Direction 1: Reproduce the listing verbatim, from its first line up to and including the line that contains "190], [522, 240]]".
Direction 2: Extend the Berend McKenzie biography, picking up right after its final sentence.

Selected passage:
**********

- Occupations: Actor, Playwright
- Notable work: NGGRFG (Would you say the name of this play?)

= Berend McKenzie =

Canadian actor and playwright

Berend McKenzie is a Canadian actor and playwright. As an actor he is most known for playing Lance in the 2004 film, Catwoman. As a playwright Berend is most known for his controversial play, Nggrfg (Nigger fag, subtitled, Would You Say the Name of This Play?).

== Biography ==
Berend is of African descent. He was adopted by a Caucasian family; growing up in Alberta. There he found little support for being homosexual due the areas Christian beliefs. His family was supportive of him upon coming out to them. He also found it hard to be a gay black male in Alberta, often being called the slurs, "nigger" and "fag"; this subsequently inspired his play, Nggrfg, an exploration of the two words that he was called the most growing up. After being caught in a "drunken grope-fest" with another boy at a party, his student council asked him to leave school as they feared he "wouldn't be safe." McKenzie fled both home and school shortly after.

**********

Provided data:
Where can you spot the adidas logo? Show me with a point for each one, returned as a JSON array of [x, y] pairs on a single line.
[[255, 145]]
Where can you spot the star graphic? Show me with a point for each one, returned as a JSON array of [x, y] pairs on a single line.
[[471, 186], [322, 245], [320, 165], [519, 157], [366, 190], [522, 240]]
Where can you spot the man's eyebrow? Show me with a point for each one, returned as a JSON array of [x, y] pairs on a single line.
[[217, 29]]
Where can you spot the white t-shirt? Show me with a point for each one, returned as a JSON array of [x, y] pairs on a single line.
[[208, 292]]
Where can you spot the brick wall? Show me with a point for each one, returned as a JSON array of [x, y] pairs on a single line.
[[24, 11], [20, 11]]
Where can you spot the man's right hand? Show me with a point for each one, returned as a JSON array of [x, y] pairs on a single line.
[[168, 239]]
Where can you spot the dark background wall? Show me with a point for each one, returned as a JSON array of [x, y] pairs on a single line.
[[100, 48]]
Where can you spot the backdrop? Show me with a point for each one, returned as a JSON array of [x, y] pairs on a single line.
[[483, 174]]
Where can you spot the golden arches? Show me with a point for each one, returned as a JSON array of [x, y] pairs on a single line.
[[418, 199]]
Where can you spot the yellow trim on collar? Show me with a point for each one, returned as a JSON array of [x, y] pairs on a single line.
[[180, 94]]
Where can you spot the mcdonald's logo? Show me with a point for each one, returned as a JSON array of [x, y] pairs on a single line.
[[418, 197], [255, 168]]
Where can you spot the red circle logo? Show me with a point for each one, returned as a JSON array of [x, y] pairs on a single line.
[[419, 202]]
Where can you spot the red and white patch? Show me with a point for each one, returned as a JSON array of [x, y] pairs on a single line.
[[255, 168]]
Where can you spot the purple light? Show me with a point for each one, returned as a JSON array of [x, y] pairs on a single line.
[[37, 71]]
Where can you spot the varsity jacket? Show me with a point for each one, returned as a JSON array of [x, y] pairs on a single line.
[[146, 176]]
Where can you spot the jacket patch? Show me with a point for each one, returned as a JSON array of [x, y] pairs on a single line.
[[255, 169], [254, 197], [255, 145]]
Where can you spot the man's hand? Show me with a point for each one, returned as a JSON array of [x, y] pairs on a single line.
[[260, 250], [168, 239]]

**********

Written answer 1:
Where can you spot the adidas logo? Show me with a point for each one, returned as a JSON array of [x, y] pairs on a single line.
[[255, 145]]
Where can you spot the star graphic? Show me with a point for each one, returned as a JSON array of [x, y] pairs on a single line.
[[471, 186], [322, 245], [320, 165], [519, 157], [366, 190], [522, 240]]

Written answer 2:
== Career and success of "Nggrfg" ==
Berend made his film debut in the 2002 movie, Life or Something Like It in a small role alongside Angelina Jolie. As a film actor, Berend is most known for playing the role of sassy art department representative, Lance in the 2004 action superhero film, Catwoman alongside Alex Borstein and Halle Berry. In 2006, McKenzie debuted at the Edmonton Fringe Festival with his first full-length play, Get Off the Cross, Mary, a queer disco puppet remake of The Passion of the Christ. This play won the Xtra West Hero Award for Best Live Performance in 2008. McKenzie's second full-length play debuted in 2010, Nggrfg, an autobiographical play regarding the two most used slurs he heard growing up in Alberta, Canada. Nggrfg is set up as four stories told by McKenzie about growing up black and gay in Alberta, with little tolerance for each by his peers. The play earned a Jessie Award nomination for Original Script and was also run at Halifax's Queer Acts Theatre Festival. An adaptation of the play entitled, Tassels, was also made in order to portray an appropriate storyline for elementary and middle schools.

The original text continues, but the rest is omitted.